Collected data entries
# # #

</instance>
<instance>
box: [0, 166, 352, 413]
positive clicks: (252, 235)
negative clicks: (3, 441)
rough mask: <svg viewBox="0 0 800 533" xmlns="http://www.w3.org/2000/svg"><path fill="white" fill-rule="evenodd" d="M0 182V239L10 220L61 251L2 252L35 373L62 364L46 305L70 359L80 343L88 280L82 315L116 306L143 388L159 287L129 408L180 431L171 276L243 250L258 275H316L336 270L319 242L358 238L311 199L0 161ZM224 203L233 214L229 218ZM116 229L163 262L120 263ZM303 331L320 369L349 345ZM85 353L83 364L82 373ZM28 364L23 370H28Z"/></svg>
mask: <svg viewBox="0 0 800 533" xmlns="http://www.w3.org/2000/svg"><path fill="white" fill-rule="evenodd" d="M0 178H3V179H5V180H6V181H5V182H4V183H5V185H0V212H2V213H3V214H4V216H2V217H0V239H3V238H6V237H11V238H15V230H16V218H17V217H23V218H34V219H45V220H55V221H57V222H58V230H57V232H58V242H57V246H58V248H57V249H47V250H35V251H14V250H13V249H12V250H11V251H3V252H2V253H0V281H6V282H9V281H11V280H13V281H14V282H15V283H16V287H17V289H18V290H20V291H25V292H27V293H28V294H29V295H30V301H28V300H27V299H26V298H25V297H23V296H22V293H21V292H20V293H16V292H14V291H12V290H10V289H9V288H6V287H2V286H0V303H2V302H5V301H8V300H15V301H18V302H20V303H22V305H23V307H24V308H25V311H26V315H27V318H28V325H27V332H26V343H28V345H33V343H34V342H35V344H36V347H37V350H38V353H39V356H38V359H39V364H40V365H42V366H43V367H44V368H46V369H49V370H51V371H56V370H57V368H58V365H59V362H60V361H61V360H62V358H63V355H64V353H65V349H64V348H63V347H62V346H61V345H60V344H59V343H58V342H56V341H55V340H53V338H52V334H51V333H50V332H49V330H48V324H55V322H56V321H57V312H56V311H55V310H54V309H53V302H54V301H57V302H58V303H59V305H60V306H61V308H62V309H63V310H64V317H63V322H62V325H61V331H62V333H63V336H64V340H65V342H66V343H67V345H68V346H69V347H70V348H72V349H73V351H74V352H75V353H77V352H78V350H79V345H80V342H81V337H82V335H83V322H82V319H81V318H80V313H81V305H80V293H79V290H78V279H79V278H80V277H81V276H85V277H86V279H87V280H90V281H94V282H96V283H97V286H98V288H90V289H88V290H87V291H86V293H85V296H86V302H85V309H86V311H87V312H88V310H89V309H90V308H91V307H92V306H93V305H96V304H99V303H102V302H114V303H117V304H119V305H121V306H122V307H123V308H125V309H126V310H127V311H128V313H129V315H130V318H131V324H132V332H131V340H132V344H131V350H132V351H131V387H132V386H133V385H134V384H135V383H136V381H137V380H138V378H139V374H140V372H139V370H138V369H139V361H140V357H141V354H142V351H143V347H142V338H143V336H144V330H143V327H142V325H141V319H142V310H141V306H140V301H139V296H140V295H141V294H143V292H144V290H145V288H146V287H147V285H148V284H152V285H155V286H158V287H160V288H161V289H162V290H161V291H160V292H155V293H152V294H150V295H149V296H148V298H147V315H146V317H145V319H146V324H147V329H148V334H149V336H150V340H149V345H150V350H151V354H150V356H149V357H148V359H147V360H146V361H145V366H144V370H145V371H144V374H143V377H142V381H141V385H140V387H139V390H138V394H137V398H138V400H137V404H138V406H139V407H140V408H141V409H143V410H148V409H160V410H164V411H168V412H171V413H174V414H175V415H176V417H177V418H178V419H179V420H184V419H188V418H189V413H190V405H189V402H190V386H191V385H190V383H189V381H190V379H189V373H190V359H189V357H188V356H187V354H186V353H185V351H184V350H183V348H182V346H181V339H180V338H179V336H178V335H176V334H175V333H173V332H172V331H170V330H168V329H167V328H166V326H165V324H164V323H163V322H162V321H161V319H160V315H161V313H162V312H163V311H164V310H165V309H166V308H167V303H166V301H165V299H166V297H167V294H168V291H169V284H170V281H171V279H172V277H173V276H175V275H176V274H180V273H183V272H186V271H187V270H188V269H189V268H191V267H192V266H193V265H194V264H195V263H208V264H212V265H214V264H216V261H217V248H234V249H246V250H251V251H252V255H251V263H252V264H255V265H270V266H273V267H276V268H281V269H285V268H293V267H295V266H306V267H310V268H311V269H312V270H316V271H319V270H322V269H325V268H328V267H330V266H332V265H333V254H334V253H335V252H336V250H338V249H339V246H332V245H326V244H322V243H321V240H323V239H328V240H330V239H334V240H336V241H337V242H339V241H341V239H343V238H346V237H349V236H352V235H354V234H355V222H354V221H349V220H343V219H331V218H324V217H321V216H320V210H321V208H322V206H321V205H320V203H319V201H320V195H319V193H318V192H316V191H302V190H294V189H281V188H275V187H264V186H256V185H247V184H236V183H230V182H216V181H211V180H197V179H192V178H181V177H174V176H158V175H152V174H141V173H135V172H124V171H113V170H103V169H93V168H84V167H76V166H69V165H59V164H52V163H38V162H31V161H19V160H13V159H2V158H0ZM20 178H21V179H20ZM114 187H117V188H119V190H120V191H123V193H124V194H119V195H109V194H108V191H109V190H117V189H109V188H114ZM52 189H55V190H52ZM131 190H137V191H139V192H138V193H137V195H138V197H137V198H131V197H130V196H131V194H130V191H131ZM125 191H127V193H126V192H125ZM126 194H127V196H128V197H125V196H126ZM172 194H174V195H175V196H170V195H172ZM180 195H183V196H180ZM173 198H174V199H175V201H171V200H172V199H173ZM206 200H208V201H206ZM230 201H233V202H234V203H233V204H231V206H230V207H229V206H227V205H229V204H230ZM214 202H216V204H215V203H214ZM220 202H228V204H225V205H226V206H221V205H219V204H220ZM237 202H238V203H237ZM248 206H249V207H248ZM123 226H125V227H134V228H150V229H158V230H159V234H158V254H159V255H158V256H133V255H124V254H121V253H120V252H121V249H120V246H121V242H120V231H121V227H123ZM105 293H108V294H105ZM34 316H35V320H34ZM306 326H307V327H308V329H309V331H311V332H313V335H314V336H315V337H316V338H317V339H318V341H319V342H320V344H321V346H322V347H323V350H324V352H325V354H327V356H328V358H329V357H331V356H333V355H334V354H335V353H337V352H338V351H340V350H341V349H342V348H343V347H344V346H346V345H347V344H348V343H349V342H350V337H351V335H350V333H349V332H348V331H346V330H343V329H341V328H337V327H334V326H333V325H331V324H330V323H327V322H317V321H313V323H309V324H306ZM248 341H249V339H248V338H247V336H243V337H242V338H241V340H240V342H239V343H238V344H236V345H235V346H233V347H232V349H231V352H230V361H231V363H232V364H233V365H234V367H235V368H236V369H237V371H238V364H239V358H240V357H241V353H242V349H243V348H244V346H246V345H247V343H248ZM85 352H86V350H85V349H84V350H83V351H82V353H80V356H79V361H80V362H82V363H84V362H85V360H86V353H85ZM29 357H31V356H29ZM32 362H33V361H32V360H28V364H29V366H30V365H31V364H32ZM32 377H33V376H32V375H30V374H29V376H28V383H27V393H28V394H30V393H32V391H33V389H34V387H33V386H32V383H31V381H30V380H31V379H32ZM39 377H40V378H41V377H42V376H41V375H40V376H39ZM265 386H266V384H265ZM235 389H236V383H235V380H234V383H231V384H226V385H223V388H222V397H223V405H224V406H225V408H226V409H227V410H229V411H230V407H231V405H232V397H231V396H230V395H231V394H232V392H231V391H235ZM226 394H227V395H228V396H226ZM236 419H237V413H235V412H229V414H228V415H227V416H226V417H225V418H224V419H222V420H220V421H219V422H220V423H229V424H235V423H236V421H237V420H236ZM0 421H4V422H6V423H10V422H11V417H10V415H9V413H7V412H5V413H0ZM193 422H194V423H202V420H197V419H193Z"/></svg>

# # #

* **About this task**: All lines from the start of the entries through the line where "negative clicks: (3, 441)" sits should be duplicated exactly, with nothing else in the output.

* **Solution for this problem**:
</instance>
<instance>
box: [0, 166, 352, 413]
positive clicks: (252, 235)
negative clicks: (3, 441)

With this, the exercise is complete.